§ **Testo del documento**
Oggi lo Stonewall Inn è il primo monumento nazionale americano legato alla comunità LGBT, per decisione di Barack Obama, ma concretamente è un locale di New York, nel quartiere di Greenwich, storicamente frequentato soprattutto da uomini gay, oltre ad alcuni transgender e alcune donne lesbiche. Nelle prime ore del 28 giugno 1969 alcuni poliziotti fecero irruzione con un pretesto, come spesso accadeva in quegli anni, e cominciarono a maltrattare i clienti e distruggere gli oggetti in giro; i clienti però per la prima volta si opposero insieme, reagirono alle minacce e all’arresto e misero in difficoltà gli agenti, sorpresi dalla reazione. Nel frattempo una folla si radunò fuori dal locale: dopo aver visto la polizia che picchiava alcuni clienti, ci furono urla e le urla diventarono scontri. Le rivolte e gli scontri proseguirono per cinque notti, tra migliaia di persone. Quando terminarono, in breve tempo prese slancio un movimento per i diritti dei gay la cui manifestazione più ricorrente, festosa e visibile sarebbero state le parate note come Pride o Gay Pride.

§ **Istruzioni**
**A)** Risponda alle seguenti domande sul testo sullo Stonewall Inn:
(i) In quale quartiere di New York si trova il locale?
(ii) In quale giorno avvenne l'irruzione della polizia?
(iii) Per quante notti proseguirono le rivolte e gli scontri?
**B)** Trascriva fedelmente dai record le righe comprese tra quella contenente "mask job: player's arm" e quella contenente "POLYGON ((124 4, 123", entrambe incluse.
Il testo sullo Stonewall Inn e i record che seguono costituiscono materiali distinti.

[Voci di contorno delle regioni]
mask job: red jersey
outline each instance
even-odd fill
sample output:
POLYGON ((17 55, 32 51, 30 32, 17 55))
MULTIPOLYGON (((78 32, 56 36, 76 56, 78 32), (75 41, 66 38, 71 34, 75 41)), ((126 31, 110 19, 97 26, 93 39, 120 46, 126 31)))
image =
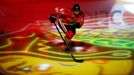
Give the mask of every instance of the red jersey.
POLYGON ((82 26, 84 23, 84 14, 80 12, 78 15, 74 15, 72 10, 69 8, 55 8, 55 12, 51 14, 51 16, 55 16, 57 19, 61 19, 62 23, 65 25, 72 25, 76 22, 79 22, 82 26))

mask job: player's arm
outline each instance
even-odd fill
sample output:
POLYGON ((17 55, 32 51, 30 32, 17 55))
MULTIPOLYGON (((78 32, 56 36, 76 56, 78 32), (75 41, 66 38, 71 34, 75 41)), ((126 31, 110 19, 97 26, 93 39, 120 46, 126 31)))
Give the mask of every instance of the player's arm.
POLYGON ((84 24, 84 15, 80 15, 77 19, 76 19, 76 22, 75 22, 75 26, 76 28, 81 28, 84 24))

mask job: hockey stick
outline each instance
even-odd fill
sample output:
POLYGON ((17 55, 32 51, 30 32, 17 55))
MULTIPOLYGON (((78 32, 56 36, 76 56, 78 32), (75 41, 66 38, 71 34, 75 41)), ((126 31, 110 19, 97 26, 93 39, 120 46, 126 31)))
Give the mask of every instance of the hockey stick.
MULTIPOLYGON (((63 36, 62 36, 60 30, 59 30, 58 27, 57 27, 56 23, 54 23, 54 25, 55 25, 55 27, 56 27, 58 33, 60 34, 60 37, 62 38, 62 40, 63 40, 63 42, 64 42, 64 47, 65 47, 65 49, 69 49, 68 46, 67 46, 67 43, 66 43, 65 39, 63 38, 63 36)), ((72 56, 72 58, 73 58, 73 60, 74 60, 75 62, 83 62, 82 59, 75 59, 75 57, 73 56, 72 53, 71 53, 71 56, 72 56)))

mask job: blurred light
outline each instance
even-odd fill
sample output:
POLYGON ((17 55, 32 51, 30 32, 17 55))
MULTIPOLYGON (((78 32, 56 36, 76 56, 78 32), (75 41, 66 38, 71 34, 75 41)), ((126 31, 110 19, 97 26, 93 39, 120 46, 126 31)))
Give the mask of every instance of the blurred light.
POLYGON ((124 4, 123 5, 127 11, 134 13, 134 4, 124 4))

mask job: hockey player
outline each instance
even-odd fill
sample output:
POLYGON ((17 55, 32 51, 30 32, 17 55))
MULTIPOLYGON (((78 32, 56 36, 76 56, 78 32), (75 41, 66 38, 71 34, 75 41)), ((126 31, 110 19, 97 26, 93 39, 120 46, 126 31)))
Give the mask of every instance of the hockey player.
POLYGON ((65 41, 69 48, 73 47, 75 43, 71 39, 76 34, 76 28, 81 28, 84 23, 84 13, 79 4, 74 4, 72 9, 56 7, 55 12, 50 14, 49 20, 51 23, 61 21, 64 27, 61 25, 60 28, 66 34, 65 41))

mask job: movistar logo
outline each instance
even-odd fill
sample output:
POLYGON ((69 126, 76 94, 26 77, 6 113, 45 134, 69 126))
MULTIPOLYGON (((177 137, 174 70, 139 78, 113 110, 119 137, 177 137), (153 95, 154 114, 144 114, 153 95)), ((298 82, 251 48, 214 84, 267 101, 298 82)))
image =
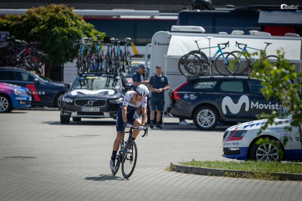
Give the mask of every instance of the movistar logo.
POLYGON ((245 111, 247 112, 249 108, 249 100, 247 96, 241 96, 237 103, 234 103, 230 97, 226 96, 222 99, 221 103, 222 112, 224 114, 226 113, 226 106, 227 106, 230 111, 232 114, 238 114, 240 111, 241 106, 244 103, 246 104, 245 111))

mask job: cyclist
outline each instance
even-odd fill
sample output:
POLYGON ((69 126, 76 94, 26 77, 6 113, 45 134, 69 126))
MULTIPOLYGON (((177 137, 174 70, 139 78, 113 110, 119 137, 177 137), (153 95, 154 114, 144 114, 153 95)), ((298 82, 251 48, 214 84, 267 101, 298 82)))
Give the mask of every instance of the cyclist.
POLYGON ((130 123, 138 129, 134 129, 132 132, 132 140, 134 140, 140 131, 145 128, 145 122, 147 117, 147 96, 149 93, 148 88, 143 84, 137 85, 136 91, 127 91, 125 94, 124 101, 120 104, 116 116, 116 138, 113 143, 113 150, 110 162, 111 170, 115 169, 115 157, 120 147, 120 142, 123 138, 124 125, 130 128, 130 123), (142 106, 142 120, 136 113, 137 108, 142 106))

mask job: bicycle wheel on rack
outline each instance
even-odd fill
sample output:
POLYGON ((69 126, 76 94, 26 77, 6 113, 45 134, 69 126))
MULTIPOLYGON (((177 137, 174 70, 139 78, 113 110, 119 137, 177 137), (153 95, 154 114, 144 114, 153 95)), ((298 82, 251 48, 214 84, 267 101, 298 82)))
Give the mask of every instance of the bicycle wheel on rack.
POLYGON ((130 140, 123 153, 122 173, 125 178, 130 177, 134 171, 137 158, 137 148, 135 142, 130 140))
POLYGON ((38 68, 40 63, 40 56, 37 51, 30 49, 26 51, 21 56, 22 62, 24 66, 29 69, 38 68))
POLYGON ((128 72, 130 72, 131 71, 131 68, 132 68, 132 59, 131 59, 131 55, 130 52, 127 52, 127 56, 126 56, 126 67, 125 69, 128 70, 128 72))
MULTIPOLYGON (((210 63, 209 62, 207 57, 205 54, 202 52, 200 52, 198 50, 191 51, 188 53, 194 54, 198 56, 201 61, 202 64, 201 66, 200 72, 198 75, 201 75, 206 74, 210 74, 210 71, 211 70, 213 71, 213 70, 210 69, 210 63)), ((186 69, 187 70, 190 70, 189 69, 186 69)))
POLYGON ((231 53, 223 53, 223 54, 219 55, 215 60, 215 68, 221 75, 232 75, 238 69, 239 63, 236 62, 236 56, 231 53), (226 64, 223 57, 226 61, 226 64))
POLYGON ((238 62, 238 69, 235 73, 235 75, 241 75, 246 72, 249 66, 249 59, 245 55, 243 55, 240 51, 233 51, 231 53, 238 58, 240 56, 240 59, 237 62, 238 62))

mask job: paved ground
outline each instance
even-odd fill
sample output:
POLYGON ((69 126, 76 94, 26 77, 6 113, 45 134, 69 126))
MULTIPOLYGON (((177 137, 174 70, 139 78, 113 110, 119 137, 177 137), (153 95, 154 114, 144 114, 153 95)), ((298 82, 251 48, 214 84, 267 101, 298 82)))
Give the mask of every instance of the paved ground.
POLYGON ((166 117, 163 129, 150 129, 136 140, 137 162, 126 179, 108 167, 116 135, 113 119, 63 125, 58 110, 30 110, 0 114, 0 120, 1 201, 302 200, 300 182, 165 170, 171 162, 193 158, 230 160, 221 156, 225 127, 202 131, 166 117))

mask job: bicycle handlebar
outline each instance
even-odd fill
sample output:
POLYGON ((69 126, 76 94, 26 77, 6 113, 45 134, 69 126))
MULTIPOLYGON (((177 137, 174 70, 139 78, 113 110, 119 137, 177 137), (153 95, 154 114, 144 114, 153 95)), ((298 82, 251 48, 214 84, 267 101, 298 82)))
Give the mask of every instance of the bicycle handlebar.
POLYGON ((230 41, 228 41, 227 42, 227 43, 221 43, 220 44, 217 44, 217 45, 220 46, 220 45, 224 45, 224 47, 223 47, 221 48, 221 49, 224 49, 226 48, 226 47, 230 46, 230 44, 229 44, 229 43, 230 41))
POLYGON ((239 45, 244 45, 245 46, 246 46, 247 45, 246 44, 244 44, 243 43, 239 43, 238 42, 237 42, 237 41, 236 41, 236 45, 235 45, 235 46, 236 47, 236 46, 237 46, 237 45, 238 45, 238 48, 240 49, 243 49, 243 48, 240 47, 239 46, 239 45))
MULTIPOLYGON (((135 126, 130 126, 130 129, 138 129, 138 127, 136 127, 135 126)), ((127 131, 126 132, 125 132, 125 130, 126 129, 126 125, 124 125, 123 126, 123 130, 122 131, 120 131, 120 133, 123 133, 124 132, 125 133, 126 133, 129 132, 129 131, 127 131)), ((142 137, 144 137, 146 135, 147 135, 147 136, 148 136, 148 126, 147 126, 147 127, 146 127, 146 128, 145 128, 143 130, 144 130, 145 131, 145 132, 144 133, 144 134, 142 136, 142 137)))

§ **Risposte**
**A)**
(i) Nel quartiere di Greenwich.
(ii) Nelle prime ore del 28 giugno 1969.
(iii) Per cinque notti.

**B)**
mask job: player's arm
outline each instance
even-odd fill
sample output:
POLYGON ((17 55, 32 51, 30 32, 17 55))
MULTIPOLYGON (((78 32, 56 36, 76 56, 78 32), (75 41, 66 38, 71 34, 75 41)), ((126 31, 110 19, 97 26, 93 39, 120 46, 126 31)))
Give the mask of every instance of the player's arm.
POLYGON ((84 24, 84 15, 80 15, 77 19, 76 19, 76 22, 75 22, 75 26, 76 28, 81 28, 84 24))

mask job: hockey stick
outline each instance
even-odd fill
sample output:
POLYGON ((17 55, 32 51, 30 32, 17 55))
MULTIPOLYGON (((78 32, 56 36, 76 56, 78 32), (75 41, 66 38, 71 34, 75 41)), ((126 31, 110 19, 97 26, 93 39, 120 46, 126 31)))
Give the mask of every instance of the hockey stick.
MULTIPOLYGON (((63 36, 62 36, 60 30, 59 30, 58 27, 57 27, 56 23, 54 23, 54 25, 55 25, 55 27, 56 27, 58 33, 60 34, 60 37, 62 38, 62 40, 63 40, 63 42, 64 42, 64 47, 65 47, 65 49, 69 49, 68 46, 67 46, 67 43, 66 43, 65 39, 63 38, 63 36)), ((72 56, 72 58, 73 58, 73 60, 74 60, 75 62, 83 62, 82 59, 75 59, 75 57, 73 56, 72 53, 71 53, 71 56, 72 56)))

mask job: blurred light
outline each instance
even-odd fill
sample output:
POLYGON ((17 55, 32 51, 30 32, 17 55))
MULTIPOLYGON (((78 32, 56 36, 76 56, 78 32), (75 41, 66 38, 71 34, 75 41)), ((126 31, 110 19, 97 26, 93 39, 120 46, 126 31)))
Give the mask of every instance of the blurred light.
POLYGON ((124 4, 123 5, 127 11, 134 13, 134 4, 124 4))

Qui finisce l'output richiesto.